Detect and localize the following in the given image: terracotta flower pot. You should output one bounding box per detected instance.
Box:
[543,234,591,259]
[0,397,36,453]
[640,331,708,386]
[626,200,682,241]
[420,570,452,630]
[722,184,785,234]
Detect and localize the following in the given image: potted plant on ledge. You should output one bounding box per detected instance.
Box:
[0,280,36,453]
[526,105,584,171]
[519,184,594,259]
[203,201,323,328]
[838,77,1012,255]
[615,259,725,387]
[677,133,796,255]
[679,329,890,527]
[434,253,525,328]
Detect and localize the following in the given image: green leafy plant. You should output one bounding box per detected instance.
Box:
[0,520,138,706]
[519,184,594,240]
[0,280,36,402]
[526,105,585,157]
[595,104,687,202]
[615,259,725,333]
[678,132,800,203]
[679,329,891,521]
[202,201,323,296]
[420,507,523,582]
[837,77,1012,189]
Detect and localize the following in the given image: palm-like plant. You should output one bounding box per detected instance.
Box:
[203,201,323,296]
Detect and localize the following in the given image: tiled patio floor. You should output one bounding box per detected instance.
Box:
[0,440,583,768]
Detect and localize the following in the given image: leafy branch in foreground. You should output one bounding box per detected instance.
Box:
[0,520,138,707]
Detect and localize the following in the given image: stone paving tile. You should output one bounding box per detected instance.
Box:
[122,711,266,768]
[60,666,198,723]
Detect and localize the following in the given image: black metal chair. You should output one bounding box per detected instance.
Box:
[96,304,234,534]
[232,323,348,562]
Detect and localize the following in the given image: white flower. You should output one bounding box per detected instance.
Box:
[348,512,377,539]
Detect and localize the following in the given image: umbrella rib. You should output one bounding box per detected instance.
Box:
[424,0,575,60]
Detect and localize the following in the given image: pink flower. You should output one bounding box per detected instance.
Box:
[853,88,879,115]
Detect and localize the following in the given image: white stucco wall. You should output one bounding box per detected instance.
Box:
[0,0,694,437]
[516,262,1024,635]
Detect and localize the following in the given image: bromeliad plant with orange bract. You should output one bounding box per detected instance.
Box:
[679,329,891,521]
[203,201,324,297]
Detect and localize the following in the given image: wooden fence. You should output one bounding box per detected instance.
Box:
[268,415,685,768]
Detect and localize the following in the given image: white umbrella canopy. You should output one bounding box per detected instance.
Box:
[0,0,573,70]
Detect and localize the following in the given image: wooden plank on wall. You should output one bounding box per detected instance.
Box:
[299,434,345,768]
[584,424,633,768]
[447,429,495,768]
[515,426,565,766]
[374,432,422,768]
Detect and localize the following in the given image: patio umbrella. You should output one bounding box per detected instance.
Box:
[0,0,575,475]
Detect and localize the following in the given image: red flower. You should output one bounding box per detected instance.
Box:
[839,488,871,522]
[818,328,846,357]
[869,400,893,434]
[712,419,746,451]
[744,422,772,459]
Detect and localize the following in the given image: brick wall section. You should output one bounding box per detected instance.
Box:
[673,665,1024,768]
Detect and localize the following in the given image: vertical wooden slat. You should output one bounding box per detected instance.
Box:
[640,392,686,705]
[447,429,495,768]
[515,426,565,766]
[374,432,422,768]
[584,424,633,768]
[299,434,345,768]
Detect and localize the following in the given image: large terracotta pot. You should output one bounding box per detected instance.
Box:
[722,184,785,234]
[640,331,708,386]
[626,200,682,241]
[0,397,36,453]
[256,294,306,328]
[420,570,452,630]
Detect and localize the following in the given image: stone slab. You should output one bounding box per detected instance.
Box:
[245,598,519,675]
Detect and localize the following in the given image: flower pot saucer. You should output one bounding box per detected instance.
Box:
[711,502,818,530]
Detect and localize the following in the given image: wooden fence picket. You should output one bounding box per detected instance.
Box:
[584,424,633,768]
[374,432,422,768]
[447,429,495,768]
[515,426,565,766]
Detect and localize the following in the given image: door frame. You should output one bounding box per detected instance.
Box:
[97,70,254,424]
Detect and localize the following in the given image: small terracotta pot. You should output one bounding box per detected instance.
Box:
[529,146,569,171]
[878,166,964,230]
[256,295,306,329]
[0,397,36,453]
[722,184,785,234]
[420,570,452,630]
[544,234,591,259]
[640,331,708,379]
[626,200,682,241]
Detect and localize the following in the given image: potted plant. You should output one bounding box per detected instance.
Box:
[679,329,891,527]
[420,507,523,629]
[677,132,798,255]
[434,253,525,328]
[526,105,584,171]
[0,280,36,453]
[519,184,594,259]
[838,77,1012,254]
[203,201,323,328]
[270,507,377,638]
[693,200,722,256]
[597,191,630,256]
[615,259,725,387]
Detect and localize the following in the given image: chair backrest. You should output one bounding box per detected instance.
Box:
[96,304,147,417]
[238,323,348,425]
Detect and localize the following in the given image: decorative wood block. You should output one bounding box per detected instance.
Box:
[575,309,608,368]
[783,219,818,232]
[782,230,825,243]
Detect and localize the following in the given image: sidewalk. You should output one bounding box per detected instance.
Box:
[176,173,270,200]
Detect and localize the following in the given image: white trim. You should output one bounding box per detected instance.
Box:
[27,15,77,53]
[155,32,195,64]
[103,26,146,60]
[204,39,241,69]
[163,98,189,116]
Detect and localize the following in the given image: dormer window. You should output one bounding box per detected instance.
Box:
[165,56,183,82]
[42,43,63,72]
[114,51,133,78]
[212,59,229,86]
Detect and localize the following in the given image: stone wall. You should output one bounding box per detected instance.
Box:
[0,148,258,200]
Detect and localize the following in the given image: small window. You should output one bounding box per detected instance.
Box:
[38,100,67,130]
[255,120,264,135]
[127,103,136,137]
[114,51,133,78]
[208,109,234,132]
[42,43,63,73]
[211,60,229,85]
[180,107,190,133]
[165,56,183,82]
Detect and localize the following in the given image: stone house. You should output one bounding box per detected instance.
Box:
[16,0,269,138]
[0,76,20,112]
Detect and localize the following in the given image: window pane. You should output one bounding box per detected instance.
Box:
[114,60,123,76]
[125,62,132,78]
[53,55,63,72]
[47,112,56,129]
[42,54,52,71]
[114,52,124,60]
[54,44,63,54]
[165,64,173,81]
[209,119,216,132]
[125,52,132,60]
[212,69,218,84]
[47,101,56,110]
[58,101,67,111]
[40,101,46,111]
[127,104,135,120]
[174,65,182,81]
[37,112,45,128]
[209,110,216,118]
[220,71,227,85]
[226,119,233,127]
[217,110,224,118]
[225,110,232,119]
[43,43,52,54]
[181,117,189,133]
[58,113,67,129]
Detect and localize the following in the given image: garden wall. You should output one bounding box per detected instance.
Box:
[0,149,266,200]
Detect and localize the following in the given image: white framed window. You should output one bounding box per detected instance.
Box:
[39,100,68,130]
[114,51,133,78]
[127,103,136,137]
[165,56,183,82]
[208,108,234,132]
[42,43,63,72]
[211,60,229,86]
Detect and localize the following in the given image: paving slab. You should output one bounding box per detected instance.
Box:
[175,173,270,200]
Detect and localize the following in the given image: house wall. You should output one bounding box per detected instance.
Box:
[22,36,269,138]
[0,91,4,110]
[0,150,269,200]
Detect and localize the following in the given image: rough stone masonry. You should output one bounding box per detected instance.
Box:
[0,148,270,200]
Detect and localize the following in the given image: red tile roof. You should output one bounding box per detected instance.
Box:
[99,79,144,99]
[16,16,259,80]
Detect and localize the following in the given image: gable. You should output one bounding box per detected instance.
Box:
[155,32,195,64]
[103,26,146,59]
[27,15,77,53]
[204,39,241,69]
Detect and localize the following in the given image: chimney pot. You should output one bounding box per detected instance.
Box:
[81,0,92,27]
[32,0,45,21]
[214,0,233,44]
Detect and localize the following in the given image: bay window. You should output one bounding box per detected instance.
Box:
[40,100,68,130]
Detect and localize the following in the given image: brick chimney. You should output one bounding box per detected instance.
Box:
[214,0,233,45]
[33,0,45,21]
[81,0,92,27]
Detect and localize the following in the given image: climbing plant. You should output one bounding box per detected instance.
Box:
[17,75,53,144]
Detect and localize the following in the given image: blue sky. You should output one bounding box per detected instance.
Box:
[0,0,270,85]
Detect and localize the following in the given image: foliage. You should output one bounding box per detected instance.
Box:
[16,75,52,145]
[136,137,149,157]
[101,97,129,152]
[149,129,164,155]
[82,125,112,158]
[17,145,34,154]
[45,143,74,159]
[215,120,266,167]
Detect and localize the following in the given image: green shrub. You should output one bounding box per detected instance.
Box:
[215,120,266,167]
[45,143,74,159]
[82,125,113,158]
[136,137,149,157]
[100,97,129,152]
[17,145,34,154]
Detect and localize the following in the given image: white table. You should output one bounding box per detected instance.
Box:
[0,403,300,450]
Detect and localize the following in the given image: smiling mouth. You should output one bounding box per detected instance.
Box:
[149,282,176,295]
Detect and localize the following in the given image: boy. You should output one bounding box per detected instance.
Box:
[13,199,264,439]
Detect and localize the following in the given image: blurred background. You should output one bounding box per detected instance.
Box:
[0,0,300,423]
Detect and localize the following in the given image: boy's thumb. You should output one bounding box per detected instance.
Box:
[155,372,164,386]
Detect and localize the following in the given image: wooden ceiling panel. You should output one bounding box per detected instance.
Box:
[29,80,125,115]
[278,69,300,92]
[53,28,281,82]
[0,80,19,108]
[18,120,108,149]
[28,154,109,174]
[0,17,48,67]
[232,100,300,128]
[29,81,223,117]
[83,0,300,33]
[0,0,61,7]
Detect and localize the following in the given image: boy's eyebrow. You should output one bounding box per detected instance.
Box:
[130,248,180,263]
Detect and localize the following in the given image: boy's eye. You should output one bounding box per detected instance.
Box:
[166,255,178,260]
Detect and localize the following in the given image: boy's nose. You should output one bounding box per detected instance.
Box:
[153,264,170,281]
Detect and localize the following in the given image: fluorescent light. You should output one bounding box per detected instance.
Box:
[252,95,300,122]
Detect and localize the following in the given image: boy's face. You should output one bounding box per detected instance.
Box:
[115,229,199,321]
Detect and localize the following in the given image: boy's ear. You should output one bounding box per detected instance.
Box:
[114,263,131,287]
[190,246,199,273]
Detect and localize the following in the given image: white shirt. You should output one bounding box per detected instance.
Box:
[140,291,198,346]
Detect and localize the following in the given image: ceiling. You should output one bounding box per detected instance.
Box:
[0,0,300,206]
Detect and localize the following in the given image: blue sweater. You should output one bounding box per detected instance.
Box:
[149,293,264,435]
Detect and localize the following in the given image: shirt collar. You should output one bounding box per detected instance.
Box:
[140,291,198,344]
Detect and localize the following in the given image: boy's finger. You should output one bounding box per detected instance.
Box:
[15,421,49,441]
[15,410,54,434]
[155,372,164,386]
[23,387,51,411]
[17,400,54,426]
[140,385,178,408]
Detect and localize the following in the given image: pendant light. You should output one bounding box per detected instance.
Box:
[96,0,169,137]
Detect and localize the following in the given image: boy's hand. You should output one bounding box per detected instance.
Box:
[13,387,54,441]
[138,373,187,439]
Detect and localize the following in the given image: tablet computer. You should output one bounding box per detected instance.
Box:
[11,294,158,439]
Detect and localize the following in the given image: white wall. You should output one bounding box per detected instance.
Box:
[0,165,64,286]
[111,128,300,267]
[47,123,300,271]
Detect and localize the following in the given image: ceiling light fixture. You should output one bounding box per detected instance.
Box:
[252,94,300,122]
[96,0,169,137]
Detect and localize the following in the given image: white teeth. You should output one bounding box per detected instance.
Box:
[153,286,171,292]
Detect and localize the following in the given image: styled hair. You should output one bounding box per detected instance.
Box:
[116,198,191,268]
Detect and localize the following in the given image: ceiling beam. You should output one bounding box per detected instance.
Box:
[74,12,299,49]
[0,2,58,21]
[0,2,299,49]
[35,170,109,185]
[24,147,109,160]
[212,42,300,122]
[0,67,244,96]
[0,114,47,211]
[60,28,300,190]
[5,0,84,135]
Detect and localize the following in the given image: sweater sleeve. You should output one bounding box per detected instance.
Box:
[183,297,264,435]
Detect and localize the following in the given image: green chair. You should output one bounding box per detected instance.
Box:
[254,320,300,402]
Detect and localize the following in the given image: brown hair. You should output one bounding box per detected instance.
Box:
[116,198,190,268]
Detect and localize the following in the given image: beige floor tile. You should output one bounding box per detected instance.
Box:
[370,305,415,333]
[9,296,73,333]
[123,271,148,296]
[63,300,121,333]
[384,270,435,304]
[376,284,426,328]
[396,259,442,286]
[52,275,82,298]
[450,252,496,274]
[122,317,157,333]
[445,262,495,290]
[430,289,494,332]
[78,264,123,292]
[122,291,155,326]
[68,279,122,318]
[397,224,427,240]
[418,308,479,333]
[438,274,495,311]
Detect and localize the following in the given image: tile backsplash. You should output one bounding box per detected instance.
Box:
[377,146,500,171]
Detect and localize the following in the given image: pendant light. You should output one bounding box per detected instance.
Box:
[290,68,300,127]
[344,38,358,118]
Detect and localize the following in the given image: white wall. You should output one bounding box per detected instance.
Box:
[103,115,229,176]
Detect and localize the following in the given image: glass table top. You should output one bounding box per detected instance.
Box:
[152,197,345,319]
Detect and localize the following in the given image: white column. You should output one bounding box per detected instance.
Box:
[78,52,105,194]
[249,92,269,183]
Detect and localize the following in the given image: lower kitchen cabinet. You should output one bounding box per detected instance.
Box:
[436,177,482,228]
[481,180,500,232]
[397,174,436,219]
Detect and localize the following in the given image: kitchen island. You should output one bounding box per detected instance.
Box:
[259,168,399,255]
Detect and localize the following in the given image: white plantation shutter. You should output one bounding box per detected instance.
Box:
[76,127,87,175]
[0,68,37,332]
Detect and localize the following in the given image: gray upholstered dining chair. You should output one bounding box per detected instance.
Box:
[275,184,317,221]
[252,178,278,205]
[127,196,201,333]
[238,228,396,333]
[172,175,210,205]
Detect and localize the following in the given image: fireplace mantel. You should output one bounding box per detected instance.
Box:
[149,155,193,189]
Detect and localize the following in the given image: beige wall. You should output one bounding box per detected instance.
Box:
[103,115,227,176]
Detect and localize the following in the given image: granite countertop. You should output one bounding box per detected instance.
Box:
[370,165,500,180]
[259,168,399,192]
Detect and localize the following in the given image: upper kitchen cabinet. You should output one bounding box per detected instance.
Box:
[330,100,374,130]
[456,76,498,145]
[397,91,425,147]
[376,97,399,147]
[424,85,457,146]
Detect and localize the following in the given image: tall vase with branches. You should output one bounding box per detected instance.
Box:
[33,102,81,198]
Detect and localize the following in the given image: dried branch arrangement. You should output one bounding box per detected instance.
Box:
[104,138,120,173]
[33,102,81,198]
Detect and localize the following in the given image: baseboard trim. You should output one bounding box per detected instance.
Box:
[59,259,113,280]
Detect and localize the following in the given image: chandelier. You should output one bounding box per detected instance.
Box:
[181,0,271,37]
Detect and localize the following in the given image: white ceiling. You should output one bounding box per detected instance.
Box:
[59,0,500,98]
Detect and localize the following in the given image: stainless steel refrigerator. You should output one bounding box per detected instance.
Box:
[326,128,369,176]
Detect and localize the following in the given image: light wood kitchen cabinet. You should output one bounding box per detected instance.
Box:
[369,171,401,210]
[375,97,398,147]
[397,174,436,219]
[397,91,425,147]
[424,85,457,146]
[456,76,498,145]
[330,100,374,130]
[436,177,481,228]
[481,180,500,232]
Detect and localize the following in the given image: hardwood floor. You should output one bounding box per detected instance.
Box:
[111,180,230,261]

------------------------------------------------------------

What is needed = Reproduce, as a numbered list with blank lines omitted, the section of the data above that opens with the line containing "Detect and localize the following in the given image: brown" and closes with the line containing "[116,198,190,268]", including both of those lines.

Final result =
1. Detect and localize the following in the given image: brown hair. You should output one bounding box per detected instance.
2. Box:
3. [116,198,190,268]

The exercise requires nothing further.